Natural language region descriptions
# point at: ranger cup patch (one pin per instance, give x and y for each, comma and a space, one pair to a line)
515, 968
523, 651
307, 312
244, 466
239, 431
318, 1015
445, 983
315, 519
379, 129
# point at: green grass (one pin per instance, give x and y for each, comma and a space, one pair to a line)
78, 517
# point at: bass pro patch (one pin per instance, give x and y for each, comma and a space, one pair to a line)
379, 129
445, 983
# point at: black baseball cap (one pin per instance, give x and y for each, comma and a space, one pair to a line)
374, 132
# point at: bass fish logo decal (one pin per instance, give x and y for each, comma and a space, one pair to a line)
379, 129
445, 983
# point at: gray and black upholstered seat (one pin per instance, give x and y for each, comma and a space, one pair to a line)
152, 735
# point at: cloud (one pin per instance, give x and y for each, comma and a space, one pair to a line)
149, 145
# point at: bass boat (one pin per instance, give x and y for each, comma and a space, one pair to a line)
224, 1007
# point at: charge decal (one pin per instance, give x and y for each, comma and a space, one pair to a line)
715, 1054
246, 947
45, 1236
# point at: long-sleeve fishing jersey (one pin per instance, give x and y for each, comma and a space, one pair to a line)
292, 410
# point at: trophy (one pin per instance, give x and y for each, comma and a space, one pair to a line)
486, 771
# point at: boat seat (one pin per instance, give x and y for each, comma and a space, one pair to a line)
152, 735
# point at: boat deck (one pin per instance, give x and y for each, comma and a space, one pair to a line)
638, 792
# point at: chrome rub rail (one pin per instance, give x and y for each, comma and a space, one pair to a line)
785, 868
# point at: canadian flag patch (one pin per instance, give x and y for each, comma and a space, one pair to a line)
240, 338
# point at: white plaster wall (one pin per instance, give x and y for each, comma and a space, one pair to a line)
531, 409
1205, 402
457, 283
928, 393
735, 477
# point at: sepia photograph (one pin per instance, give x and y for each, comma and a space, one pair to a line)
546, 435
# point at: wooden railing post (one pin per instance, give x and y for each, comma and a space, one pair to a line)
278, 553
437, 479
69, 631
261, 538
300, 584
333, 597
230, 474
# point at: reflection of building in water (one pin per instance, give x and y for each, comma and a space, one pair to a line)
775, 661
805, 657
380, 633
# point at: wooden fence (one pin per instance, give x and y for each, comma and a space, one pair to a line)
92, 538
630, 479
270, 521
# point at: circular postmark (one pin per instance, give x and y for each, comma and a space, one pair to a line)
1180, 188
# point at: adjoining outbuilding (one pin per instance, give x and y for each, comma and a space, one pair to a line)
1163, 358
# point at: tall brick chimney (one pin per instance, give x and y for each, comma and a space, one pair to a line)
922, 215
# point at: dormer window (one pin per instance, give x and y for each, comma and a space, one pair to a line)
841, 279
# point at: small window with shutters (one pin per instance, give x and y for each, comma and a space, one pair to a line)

# [Task item]
Retype exactly, and only, the lines from the line holding "# point at: wooden railing" through the last line of the data; both of those lines count.

# [Output]
# point at: wooden railing post (one pin per instance, give x and y for each, comma and a space, one pair to a line)
278, 553
437, 479
69, 631
261, 538
300, 584
333, 597
230, 474
# point at: reflection of building in water (one pin per instance, give x and y for each, comma and a space, one pair to a line)
775, 661
805, 657
380, 633
# point at: wooden fence (one pin per instance, give x and y for each, comma and a space, one pair to a line)
92, 538
630, 479
270, 521
# point at: circular postmark (one pin per instance, give x and y for each, comma and a space, one pair to a line)
1180, 188
# point at: adjoining outbuilding (one pin per instance, give x and y for each, comma and a space, one pair to a line)
1163, 358
# point at: tall brick chimney (one pin per instance, give x and y for each, comma and a space, one pair to a line)
922, 215
# point at: dormer window (one pin per instance, give x and y for each, comma and a space, one pair to a line)
841, 279
# point at: small window with shutters (one pin per instance, give x and y for each, comma and a space, one pair to a line)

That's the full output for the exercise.